Dataset excerpt:
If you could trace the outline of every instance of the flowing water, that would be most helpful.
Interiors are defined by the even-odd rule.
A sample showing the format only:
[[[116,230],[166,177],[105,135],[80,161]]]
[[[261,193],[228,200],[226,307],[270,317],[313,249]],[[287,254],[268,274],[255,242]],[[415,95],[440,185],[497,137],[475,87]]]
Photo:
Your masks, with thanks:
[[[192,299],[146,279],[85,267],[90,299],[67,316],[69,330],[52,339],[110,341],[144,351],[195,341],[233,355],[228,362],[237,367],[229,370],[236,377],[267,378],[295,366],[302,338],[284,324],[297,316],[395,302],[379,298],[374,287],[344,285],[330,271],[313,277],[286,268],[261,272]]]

Task: Render every line of the entries above as a Markdown table with the columns n and Line, skipping any blank lines.

Problem solution:
| n | Line |
|---|---|
| 1 | If you could trace the outline of every instance of the flowing water, that would be most helpful. |
| 2 | Interiors are defined by the even-odd rule. |
| 3 | A sample showing the format only: |
| 4 | [[[116,230],[166,177],[105,135],[80,161]]] |
| 5 | [[[261,193],[228,200],[226,307],[270,317],[313,249]],[[287,254],[268,274],[255,242]],[[415,95],[440,185],[497,137],[475,87]]] |
| 6 | Photo: |
| 7 | Your masks, with thanks: |
| 8 | [[[192,299],[146,279],[85,267],[90,299],[67,316],[69,330],[52,339],[110,341],[144,351],[195,341],[233,355],[228,362],[237,367],[229,370],[236,377],[267,378],[295,366],[302,338],[284,324],[297,316],[395,302],[379,298],[374,287],[344,285],[330,271],[313,277],[286,268],[261,272]]] |